### Conjunto de exercícios:
1. Na reportagem sobre a soja transgênica, qual deputado federal apresentou o requerimento respondido pelos técnicos do Ministério da Agricultura?
2. Prolongue a reportagem sobre a soja transgênica a partir do ponto em que ela termina.

### Texto para análise:
-------

Ministério da Agricultura reconhece, em documento, não ter controle sobre o produto modificado geneticamente

Governo ignora destino da soja transgênica

ANDRÉ SOLIANI
DA SUCURSAL DE BRASÍLIA

Os brasileiros estão provavelmente consumindo soja transgênica sem saber. O Ministério da Agricultura, em documento obtido pela Folha, reconhece que não tem controle sobre onde foi parar a soja geneticamente modificada, excepcionalmente liberada para comercialização neste ano.
"O Ministério da Agricultura, Pecuária e Abastecimento, até o momento, tem conferido aos grãos [transgênicos] comercializados, dentro de suas funções de rotina, o mesmo tratamento do grão convencional, sendo inviável a determinação precisa do destino da parcela transgênica", afirmam técnicos da Agricultura, em resposta a requerimento apresentado pelo deputado federal Edson Duarte (PV-BA).
A Agricultura não é o único ministério a não cumprir sua função. A Anvisa (Agência Nacional de Vigilância Sanitária), subordinada ao Ministério da Saúde, não está fiscalizando a rotulagem obrigatória dos produtos que podem conter soja transgênica.
"O nosso direito de escolha não está sendo respeitado. Não existe nenhum produto com rótulo", afirma o consultor técnico do Idec (Instituto de Defesa do Consumidor), Sezifredo Paz.
Um funcionário da Anvisa, com o compromisso de não ser identificado, afirmou que a agência não tomou até agora nenhuma providência para implementar a rotulagem exigida por lei. Segundo ele, ainda faltaria regulamentar os detalhes da rotulagem.
Para o Ministério da Justiça, com a legislação atual já poderia ser cobrada a rotulagem dos produtos que contêm transgênicos.

Descumprimento total
Quando o governo liberou, em meados de fevereiro, a comercialização da soja transgênica plantada no ano passado, havia um compromisso de criar mecanismos que garantissem ao consumidor todas as informações sobre o produto que seria vendido.
Até hoje o plantio de soja geneticamente modificada é proibido no país, pois o próprio governo não se decide se o produto é ou não seguro para o ambiente e para o consumo humano.

-------

### Registros:
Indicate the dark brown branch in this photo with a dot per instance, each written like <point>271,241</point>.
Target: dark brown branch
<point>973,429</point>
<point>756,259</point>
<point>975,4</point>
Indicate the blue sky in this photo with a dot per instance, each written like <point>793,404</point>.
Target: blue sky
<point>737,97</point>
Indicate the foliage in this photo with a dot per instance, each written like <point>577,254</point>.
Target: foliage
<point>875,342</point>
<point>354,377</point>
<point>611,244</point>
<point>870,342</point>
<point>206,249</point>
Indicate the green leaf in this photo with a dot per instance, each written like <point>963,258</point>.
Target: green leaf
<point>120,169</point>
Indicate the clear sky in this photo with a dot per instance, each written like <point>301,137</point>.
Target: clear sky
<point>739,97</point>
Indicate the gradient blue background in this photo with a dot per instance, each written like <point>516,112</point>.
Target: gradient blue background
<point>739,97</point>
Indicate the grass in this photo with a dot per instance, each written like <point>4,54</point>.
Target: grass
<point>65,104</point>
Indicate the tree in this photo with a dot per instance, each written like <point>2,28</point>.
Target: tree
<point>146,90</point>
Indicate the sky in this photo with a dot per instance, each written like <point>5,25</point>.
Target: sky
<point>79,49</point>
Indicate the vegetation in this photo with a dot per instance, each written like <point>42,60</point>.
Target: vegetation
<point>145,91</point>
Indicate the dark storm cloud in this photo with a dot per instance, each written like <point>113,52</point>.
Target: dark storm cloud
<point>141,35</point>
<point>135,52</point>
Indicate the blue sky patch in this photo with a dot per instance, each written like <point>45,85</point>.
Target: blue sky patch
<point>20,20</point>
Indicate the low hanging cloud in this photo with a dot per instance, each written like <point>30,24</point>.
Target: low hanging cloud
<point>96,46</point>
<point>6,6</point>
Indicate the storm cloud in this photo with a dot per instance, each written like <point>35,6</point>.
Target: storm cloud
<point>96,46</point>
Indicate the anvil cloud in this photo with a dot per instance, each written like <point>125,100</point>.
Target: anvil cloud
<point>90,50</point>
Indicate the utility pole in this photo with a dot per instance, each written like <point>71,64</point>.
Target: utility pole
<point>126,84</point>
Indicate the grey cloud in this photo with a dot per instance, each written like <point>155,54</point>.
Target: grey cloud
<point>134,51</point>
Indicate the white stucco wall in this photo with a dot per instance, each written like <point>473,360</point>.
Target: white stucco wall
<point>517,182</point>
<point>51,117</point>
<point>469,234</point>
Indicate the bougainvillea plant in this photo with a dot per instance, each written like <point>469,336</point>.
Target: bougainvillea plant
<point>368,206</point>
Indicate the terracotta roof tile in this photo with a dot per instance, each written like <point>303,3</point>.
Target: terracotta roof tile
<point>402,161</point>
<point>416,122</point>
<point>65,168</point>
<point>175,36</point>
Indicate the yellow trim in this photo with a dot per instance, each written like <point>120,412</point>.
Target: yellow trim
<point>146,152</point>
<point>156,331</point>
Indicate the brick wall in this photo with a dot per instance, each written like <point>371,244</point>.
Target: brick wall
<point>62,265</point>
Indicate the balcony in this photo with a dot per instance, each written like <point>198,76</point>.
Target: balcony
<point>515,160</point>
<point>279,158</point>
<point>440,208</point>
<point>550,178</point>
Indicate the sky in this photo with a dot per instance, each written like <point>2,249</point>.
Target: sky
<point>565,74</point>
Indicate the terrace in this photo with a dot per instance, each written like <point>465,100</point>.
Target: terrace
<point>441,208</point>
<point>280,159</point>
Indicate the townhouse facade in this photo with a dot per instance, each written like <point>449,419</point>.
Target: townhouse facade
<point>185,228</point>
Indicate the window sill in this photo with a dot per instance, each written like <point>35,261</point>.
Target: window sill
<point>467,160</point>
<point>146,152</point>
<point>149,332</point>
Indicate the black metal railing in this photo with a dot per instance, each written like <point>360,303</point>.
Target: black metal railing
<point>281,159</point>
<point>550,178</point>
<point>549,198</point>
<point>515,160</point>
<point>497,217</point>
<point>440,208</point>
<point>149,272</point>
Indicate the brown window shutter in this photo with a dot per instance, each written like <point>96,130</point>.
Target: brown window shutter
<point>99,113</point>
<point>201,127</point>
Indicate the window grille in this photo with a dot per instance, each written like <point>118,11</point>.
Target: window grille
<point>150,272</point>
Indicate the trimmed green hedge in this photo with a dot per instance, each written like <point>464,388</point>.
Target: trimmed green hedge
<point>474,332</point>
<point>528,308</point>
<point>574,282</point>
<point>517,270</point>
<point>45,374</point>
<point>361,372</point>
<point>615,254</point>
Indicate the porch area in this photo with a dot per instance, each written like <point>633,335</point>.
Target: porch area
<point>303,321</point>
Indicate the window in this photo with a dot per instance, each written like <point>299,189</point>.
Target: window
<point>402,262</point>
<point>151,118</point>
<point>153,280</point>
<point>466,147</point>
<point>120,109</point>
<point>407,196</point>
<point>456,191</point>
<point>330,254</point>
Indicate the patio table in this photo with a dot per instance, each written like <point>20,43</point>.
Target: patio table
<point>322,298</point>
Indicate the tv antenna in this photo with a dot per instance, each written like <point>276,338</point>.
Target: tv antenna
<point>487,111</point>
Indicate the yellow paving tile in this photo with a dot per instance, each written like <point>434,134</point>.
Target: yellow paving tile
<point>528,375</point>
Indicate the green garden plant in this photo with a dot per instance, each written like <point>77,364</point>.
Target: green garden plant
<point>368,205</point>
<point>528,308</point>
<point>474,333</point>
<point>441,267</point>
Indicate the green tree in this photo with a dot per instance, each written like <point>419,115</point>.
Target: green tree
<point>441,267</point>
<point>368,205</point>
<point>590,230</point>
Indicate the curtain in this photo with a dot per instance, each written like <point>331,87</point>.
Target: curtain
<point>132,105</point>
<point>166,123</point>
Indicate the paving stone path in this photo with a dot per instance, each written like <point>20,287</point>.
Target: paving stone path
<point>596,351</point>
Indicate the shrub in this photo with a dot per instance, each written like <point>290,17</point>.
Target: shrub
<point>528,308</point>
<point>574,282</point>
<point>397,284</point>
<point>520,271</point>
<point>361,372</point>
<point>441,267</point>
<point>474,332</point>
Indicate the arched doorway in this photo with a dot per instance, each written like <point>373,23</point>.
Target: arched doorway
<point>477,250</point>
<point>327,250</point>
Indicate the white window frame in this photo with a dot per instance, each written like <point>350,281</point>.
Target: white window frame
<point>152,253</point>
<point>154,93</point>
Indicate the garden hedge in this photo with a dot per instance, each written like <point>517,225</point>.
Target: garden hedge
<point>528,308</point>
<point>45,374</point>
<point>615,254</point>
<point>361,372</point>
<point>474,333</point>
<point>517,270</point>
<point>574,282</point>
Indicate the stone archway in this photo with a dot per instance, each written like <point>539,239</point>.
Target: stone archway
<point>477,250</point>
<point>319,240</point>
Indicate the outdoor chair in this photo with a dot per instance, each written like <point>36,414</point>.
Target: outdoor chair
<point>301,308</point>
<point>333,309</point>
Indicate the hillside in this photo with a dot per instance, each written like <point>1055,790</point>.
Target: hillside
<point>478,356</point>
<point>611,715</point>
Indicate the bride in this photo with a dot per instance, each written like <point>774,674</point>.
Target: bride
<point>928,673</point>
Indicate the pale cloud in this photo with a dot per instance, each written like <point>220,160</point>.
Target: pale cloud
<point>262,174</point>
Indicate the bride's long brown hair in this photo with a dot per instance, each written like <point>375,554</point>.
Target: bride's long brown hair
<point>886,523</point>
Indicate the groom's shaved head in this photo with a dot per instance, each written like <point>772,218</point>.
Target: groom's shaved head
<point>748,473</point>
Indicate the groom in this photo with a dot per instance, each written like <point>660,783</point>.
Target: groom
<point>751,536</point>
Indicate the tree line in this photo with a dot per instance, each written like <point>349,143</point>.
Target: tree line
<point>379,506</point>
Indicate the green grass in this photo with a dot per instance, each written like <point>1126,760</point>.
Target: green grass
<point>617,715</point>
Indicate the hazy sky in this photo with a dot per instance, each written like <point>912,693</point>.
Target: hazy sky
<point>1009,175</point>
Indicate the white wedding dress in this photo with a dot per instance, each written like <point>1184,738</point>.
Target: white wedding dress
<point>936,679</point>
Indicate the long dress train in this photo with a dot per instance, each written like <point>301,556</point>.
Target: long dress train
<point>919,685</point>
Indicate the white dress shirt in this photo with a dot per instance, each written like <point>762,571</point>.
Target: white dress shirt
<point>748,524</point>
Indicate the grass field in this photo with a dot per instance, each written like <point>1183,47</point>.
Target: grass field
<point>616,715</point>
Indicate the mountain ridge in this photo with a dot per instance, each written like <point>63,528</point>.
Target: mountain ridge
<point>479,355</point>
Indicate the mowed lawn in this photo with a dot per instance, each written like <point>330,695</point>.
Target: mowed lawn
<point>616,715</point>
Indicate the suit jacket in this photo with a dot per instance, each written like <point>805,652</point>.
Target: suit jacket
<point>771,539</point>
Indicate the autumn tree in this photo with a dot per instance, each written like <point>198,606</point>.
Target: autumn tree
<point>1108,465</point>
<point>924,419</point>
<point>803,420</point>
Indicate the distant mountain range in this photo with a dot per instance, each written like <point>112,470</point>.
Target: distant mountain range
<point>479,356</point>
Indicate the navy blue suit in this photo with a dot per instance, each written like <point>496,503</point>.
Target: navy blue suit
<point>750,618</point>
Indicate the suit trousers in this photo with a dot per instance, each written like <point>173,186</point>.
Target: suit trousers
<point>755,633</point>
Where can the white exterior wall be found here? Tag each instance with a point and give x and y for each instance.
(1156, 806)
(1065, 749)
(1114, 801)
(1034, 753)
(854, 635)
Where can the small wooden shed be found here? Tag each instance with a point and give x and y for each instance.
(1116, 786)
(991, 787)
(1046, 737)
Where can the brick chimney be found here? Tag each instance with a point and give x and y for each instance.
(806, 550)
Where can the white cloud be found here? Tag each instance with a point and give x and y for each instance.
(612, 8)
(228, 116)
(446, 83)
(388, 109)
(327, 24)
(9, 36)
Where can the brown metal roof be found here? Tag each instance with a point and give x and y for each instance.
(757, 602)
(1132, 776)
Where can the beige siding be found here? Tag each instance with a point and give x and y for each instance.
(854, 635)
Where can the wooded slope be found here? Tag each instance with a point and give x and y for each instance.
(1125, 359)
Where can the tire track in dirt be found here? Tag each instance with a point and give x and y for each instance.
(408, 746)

-------

### Gabarito:
1. O deputado federal Edson Duarte (PV-BA).

2.
O arcabouço legal para liberar a soja transgênica temporariamente foi aprovado, mas nenhum dos direitos do consumidor está sendo respeitado. A Agricultura, por exemplo, deveria certificar os produtores que plantaram apenas soja convencional. Para evitar maiores burocracias, poderia também decretar que determinadas regiões são livres de transgênicos. Os produtos feitos a partir dessa soja seriam os únicos que poderiam ser vendidos com o rótulo "livre de transgênicos".
Até agora nenhuma certificação, que é opcional, foi feita. "Esclarecemos, entretanto, que a demanda por essa certificação [de soja convencional], até o momento, está sendo pequena e que a avaliação das certificações realizadas pelas entidades credenciadas ainda não está finalizada", respondeu o Ministério da Agricultura ao pedido de informações do deputado Duarte.
O Ministério da Agricultura também não tem controle sobre o uso de soja transgênica na ração animal. O decreto presidencial que estipulou as regras de rotulagem afirma que os consumidores têm o direito de saber se a carne que compra é de animais alimentados com soja transgênica.
Um dos técnicos da Agricultura disse à Folha que, após a liberação da comercialização, nem os produtores nem o ministério se preocuparam em fazer a segregação entre a soja transgênica e a convencional.
"As respostas que obtive do Ministério da Agricultura mostram que o governo não estava preparado para liberar a comercialização da soja e fazer cumprir a lei. Se não estava preparado, por que liberou?", pergunta Duarte.